À faire:
1) Répondez à ces questions d'après le texte sur les piles funéraires gallo-romaines :
(a) Quelle est la hauteur du Fanal d'Ebéon ?
(b) En quelle année la Tour de Pirelonge a-t-elle été restaurée ?
(c) Qu'ont révélé les excavations pratiquées par les curieux au XIXe siècle ?
2) Prolongez le texte sur les piles funéraires gallo-romaines en reprenant après sa dernière phrase.

Texte de la page:
****************************************

La tour est toujours pleine, les murs extérieurs sont en pierre ou en brique, l’appareil est soigné, parfois avec des motifs décoratifs ou des bas-reliefs, tandis que l’intérieur reçoit un blocage de matériaux grossiers. Les excavations pratiquées par les curieux au XIXe siècle n’ont jamais révélé la moindre cavité intérieure. La pile n’était pas réellement un tombeau, mais plus un cénotaphe. Les corps étaient vraisemblablement enterrés dans l’enclos qui entourait la pile. Elles sont le plus souvent construites à proximité d'une voie romaine, parfois sur le domaine d'une villa.
Le Fanal d'Ebeon
Le "Fanal" d'Ebéon, dit "la Pyramide", est un vestige gallo-romain datant du IIIème siècle de notre ère, situé au lieu-dit "Bois-Charmand". Le Fanal (ou pile) forme encore un bloc de maçonnerie de 16 mètres de haut et de 6 mètres de diamètre. Il était situé à une centaine de mètres de la voie romaine reliant Mediolanum (Saintes) à Limonum (Poitiers) via Aunedonnacum (Aulnay-de-Saintonge). Il pouvait servir de repère visible à plusieurs lieues pour les voyageurs circulant sur la voie romaine.
A l’origine, le fanal était entouré d’une enceinte rectangulaire de 70 à 75 mètres de côté, dont la face occidentale longeait la voie romaine. Cette enceinte rappelle le péribole sacré des sanctuaires antiques. Il devait être le monument funéraire qu'un riche gallo-romaine s'est probablement bâti sur le domaine de sa villa. Le monument a fait l’objet d’un classement au titre des monuments historiques en 1840. Des étais ont été installés à la fin des années 30 pour soutenir l'édifice.
La Tour de Pirelonge
La Tour de Pirelonge est un monument funéraire gallo-romain bâti en pierre, situé à l'est de Saujon, sur le territoire de la commune de Saint-Romain-de-Benet (entre Saintes et Royan). Elle serait également datée du IIIème siècle de notre ère. L'édifice mesure 6 mètres de côté, pour une hauteur de 25 mètres. Les nombreux sondages n'ont mis aucun cavité en évidence, la tour est donc pleine. Elle est surmontée d’une toiture conique décorée en écaille de poisson. Elle était entourée à l'origine d’une enceinte d'environ 40 mètres de côté, bordant la voie romaine qui descendait vers l'estuaire de la Gironde, par Saujon, Royan, Barzan puis Burdigala (Bordeaux). Son nom de Pirelonge viendrait de "pierre longue". Ce monument funéraire antique est le mieux conservé de Saintonge. Des sépultures ont été identifiées dans le péribole entourant le monument. La tour de Pirelonge a fait l’objet d’un classement au titre des monuments historiques par la liste de 1840. La pile a été restaurée en 1989.

****************************************

Données fournies:

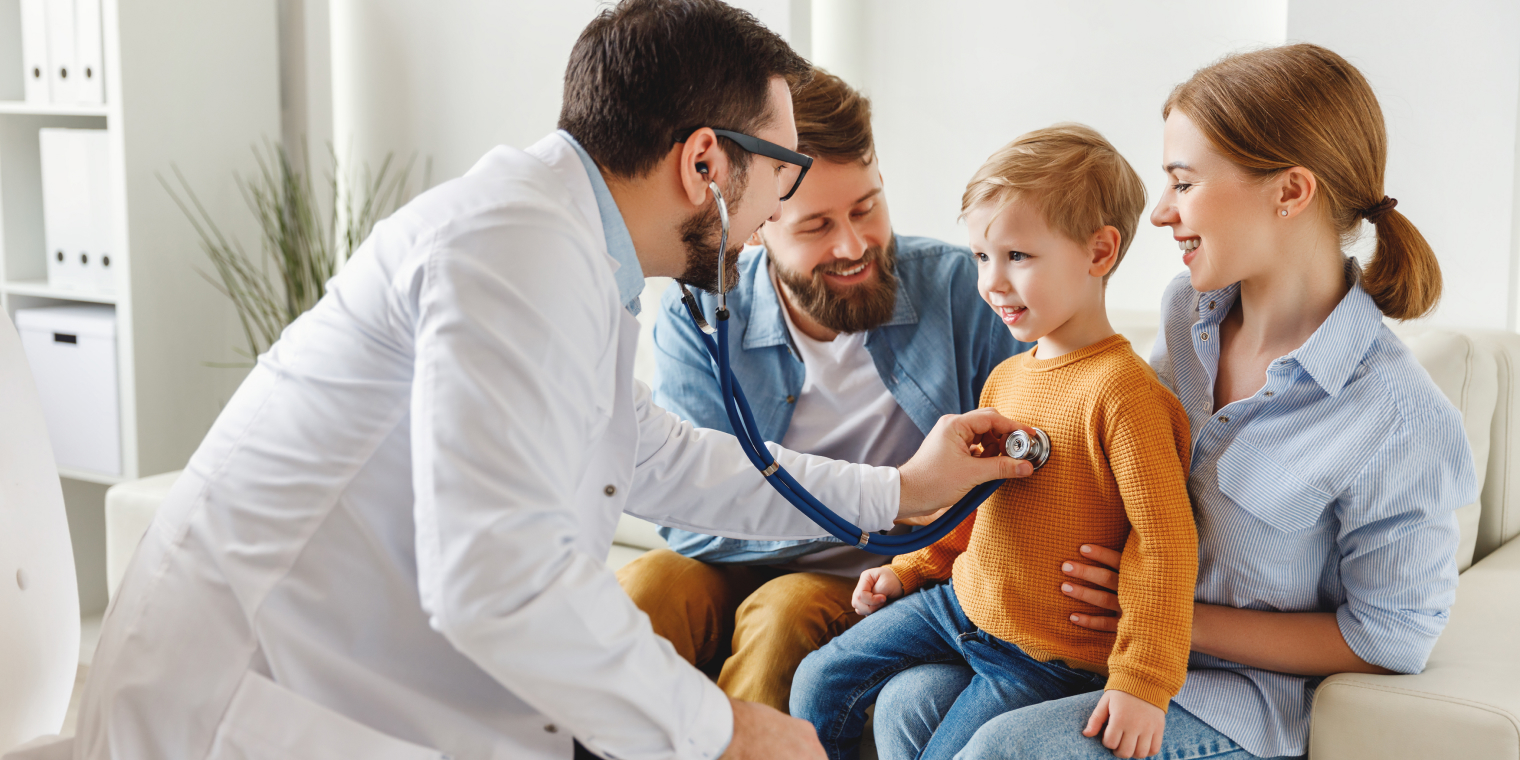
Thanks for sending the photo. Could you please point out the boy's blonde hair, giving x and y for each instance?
(1072, 175)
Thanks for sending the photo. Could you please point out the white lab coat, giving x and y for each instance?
(392, 541)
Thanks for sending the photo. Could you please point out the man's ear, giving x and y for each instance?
(699, 151)
(1294, 190)
(1104, 251)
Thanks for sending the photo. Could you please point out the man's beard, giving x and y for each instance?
(848, 310)
(699, 236)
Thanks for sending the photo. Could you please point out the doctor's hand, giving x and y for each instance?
(958, 455)
(765, 733)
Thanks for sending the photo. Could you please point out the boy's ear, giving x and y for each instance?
(1104, 251)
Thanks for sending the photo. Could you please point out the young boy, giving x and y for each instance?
(1051, 216)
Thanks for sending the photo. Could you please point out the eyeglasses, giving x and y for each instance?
(794, 163)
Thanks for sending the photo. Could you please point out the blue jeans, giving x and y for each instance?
(914, 703)
(836, 683)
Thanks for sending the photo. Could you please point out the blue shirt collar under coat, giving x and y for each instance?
(630, 274)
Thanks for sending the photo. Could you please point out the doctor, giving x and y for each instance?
(391, 543)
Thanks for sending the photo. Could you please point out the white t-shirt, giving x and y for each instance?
(845, 412)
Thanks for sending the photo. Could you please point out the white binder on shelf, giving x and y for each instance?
(96, 225)
(61, 50)
(34, 50)
(88, 55)
(76, 209)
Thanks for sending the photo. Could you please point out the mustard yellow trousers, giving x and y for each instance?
(771, 619)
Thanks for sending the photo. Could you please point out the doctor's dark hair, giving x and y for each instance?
(1304, 105)
(646, 70)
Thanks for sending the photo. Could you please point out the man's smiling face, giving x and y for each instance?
(832, 247)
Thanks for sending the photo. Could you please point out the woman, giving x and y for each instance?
(1326, 464)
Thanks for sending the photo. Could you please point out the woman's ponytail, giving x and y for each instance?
(1403, 275)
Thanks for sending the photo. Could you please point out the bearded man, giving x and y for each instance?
(851, 342)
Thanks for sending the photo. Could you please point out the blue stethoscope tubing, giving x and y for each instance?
(744, 424)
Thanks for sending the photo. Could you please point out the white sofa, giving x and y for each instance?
(1464, 704)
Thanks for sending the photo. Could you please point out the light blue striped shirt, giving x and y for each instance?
(1333, 488)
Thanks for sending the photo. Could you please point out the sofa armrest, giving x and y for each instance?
(1464, 704)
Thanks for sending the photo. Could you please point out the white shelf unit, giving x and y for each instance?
(192, 85)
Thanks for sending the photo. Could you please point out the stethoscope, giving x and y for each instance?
(1022, 446)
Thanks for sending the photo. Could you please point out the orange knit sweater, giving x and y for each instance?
(1117, 478)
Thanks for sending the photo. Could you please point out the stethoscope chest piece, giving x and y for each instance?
(1032, 449)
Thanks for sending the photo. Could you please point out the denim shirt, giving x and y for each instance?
(932, 354)
(1333, 488)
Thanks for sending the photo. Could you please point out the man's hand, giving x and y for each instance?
(953, 459)
(1134, 725)
(877, 585)
(765, 733)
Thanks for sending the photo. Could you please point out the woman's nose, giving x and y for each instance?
(1165, 212)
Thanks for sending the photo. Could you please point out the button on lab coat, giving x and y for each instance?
(392, 541)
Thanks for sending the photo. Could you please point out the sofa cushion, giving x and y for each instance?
(1464, 704)
(1501, 519)
(1464, 370)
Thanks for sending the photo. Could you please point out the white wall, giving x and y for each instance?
(952, 85)
(952, 81)
(453, 78)
(1449, 81)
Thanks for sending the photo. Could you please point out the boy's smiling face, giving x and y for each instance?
(1043, 285)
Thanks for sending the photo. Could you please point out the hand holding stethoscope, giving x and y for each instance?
(965, 437)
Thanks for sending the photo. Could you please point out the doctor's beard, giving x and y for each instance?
(699, 233)
(851, 310)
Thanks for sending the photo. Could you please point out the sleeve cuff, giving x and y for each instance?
(1136, 686)
(713, 728)
(1400, 643)
(880, 497)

****************************************

Résultats obtenus:
1)
(a) 16 mètres.
(b) En 1989.
(c) Elles n'ont jamais révélé la moindre cavité intérieure.

2)
La Pile de Villepouge à Aumagne
Nous savons qu'il existait également un troisième monument de ce type sur la commune d'Aumagne, la pile de Villepouge (ou de Chagnon). Elle a été détruite vers 1840, ce qui a probablement entrainé en réaction le classement au titre des monuments historiques des deux autres piles saintongeaises. Cette troisième pile se situait également sur la voie romaine reliant Saintes à Poitiers à environ cinq kilomètres au nord-nord-est de la pile d'Ebéon.
Les fouilles de 1896 ont été riches d’enseignements. Les fondations carrées mesuraient 10 mètres de côté et reposaient sur le socle calcaire. A 7 mètres de ces fondations ont été retrouvées celles d'une enceinte quadrangulaire de 26 mètres sur chaque face et de 70 cm d'épaisseur. La face occidentale longeant la voie romaine présente des renforcements destinés à recevoir une superstructure particulière, sans doute un mur avec une façade monumentalisée. Dans cette enceinte ont été découverts des squelettes, des fragments de poteries, des monnaies, dont une datant de Marc Aurèle (172 de notre ère) et une tête féminine colossale.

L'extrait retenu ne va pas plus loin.